WHAT NEEDS TO BE DONE: With no line omitted, restate the records below exactly as they appear.

INFORMATION PROVIDED:
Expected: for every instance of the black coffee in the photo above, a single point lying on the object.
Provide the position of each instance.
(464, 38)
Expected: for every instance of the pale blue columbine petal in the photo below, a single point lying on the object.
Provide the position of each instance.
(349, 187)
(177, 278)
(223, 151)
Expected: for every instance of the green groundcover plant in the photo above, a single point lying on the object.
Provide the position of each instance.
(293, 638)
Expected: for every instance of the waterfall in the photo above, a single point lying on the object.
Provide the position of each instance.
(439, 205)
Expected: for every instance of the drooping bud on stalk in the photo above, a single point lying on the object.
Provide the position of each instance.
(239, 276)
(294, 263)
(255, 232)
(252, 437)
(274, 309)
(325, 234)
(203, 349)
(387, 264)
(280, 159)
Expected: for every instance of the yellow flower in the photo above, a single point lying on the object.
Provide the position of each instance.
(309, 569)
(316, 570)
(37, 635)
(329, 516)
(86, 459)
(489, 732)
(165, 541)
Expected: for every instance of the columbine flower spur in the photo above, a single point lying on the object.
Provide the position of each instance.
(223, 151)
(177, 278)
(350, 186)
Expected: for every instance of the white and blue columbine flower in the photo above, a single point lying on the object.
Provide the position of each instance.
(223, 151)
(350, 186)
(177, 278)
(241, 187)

EXERCISE RESULT:
Expected: for every instance of the black coffee in the photo above, a single point lying on the object.
Provide the position of each instance.
(464, 38)
Expected: for every instance of the pale blue columbine petal in the photo below, a single point lying on the object.
Provide the position of each instance.
(349, 187)
(177, 278)
(223, 151)
Expected: for every instance of the green groundcover plant in the photo above, a single point lying on the object.
Provide the position of each instance.
(293, 638)
Expected: for every instance of the waterfall in the photo above, a single point lying on the object.
Provide the position of each instance.
(439, 205)
Expected: for every instance of the drooping bud on stalk in the photo above, a single point lying on the object.
Provide the position of each instance.
(239, 276)
(294, 263)
(255, 232)
(252, 437)
(274, 309)
(325, 234)
(203, 349)
(387, 264)
(280, 159)
Expected: for every instance of the yellow flower in the photo above, a single point lying on the object.
Provide the position of each instance.
(309, 569)
(316, 570)
(37, 635)
(329, 516)
(86, 459)
(489, 732)
(165, 541)
Expected: for every instance of the columbine flower spur in the photo above, a single point lying on the object.
Provide the position of each instance.
(223, 151)
(177, 278)
(350, 186)
Expected: for every instance of the white and blue columbine flower in the photo above, a single point lying on the object.
Provide the position of each instance.
(223, 151)
(350, 186)
(177, 278)
(241, 187)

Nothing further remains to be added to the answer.